The development of private brand products is booming. In 2020, the market share of private brands in the United States was 19.5 percent, according to Statista. Over that year, retail sales of packaged goods sold under store brands in the US amounted to around 158.8 billion dollars, an increase compared to the previous year.
According to a 2020 consumer survey from the Food Marketing Institute (FMI) and IRI, 46% of consumers say store brands influence their store choice, up 11% over research three years earlier. In Daymon’s annual Private Brand Intelligence Report, 87% of consumers polled said private brand quality is just as good if not better than that of national brands, up 9 percentage points from 2018. In addition, 92% said private brands fit their lifestyle just as much or more than national brands, a 7 percentage-point increase over the previous two years, while 71% of consumers who shop at best-in-class retailers do so specifically for their private brands.

******

- **WORK INSTRUCTION A**:
According to the passage on private brands, what was the market share of private brands in the United States in 2020?
The entries given next are separate material, unrelated to the passage on private brands.

******

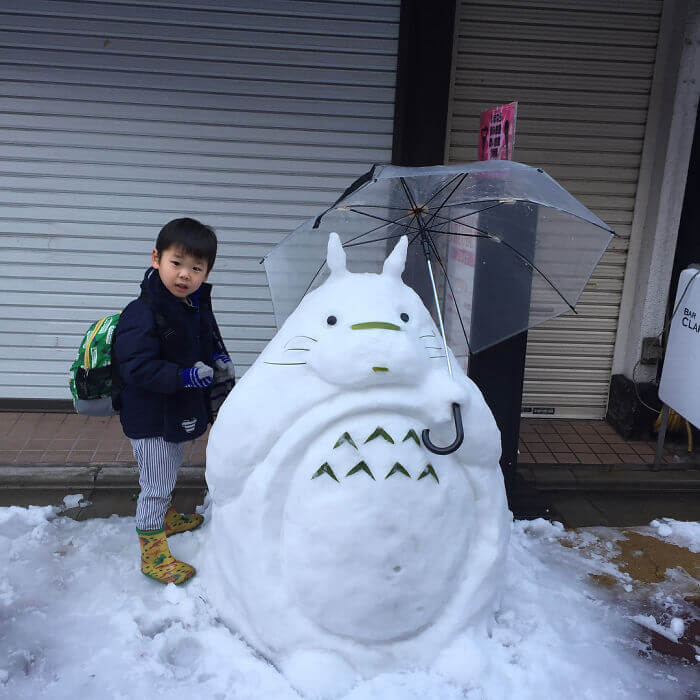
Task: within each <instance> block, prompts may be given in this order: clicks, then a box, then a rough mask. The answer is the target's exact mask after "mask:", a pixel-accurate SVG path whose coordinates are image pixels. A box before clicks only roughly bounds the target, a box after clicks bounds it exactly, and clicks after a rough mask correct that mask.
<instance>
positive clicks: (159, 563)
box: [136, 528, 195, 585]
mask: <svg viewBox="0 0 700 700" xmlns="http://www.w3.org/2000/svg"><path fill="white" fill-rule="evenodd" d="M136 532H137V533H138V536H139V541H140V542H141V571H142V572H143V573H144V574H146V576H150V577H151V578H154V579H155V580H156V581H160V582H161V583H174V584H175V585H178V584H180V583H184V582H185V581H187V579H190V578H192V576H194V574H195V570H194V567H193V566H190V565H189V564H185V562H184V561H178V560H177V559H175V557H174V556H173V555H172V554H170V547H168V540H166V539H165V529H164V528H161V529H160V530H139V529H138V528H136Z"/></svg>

******

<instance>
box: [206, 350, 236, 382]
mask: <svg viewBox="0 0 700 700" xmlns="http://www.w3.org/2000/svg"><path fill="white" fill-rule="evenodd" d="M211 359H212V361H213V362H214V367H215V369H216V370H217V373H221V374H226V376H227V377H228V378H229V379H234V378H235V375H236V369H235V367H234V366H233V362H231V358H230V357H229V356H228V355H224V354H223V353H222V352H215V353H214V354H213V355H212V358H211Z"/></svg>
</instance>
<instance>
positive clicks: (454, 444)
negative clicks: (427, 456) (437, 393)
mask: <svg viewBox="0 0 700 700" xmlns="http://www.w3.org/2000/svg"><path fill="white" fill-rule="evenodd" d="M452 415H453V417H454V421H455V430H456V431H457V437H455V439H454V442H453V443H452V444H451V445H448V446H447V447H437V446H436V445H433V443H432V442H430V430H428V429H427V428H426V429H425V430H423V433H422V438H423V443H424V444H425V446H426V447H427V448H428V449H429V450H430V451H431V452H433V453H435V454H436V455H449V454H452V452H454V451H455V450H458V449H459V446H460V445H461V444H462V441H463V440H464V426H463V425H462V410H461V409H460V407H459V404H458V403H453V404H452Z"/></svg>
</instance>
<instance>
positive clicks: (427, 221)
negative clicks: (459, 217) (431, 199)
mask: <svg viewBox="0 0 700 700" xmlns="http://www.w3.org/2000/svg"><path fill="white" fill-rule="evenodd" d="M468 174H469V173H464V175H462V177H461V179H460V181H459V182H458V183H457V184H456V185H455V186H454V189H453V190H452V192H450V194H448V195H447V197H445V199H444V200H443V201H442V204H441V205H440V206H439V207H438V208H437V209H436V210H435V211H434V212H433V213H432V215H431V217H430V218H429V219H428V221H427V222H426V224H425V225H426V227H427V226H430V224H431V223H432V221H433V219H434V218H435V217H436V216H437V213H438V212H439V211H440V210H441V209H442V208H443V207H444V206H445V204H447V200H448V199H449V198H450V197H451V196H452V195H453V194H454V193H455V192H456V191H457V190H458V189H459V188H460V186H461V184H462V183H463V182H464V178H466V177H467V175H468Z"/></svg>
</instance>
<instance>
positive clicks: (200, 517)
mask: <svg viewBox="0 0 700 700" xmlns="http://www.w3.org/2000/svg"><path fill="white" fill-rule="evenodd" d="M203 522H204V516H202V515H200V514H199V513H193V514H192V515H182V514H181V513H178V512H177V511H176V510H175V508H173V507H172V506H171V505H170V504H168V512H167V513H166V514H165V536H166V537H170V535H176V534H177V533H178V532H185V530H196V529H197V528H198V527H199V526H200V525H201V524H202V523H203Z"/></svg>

******

- **WORK INSTRUCTION B**:
Filter the entries and copy out every line that contains the string "positive".

- **ANSWER AREA A**:
19.5 percent.

- **ANSWER AREA B**:
positive clicks: (159, 563)
positive clicks: (454, 444)
positive clicks: (427, 221)
positive clicks: (200, 517)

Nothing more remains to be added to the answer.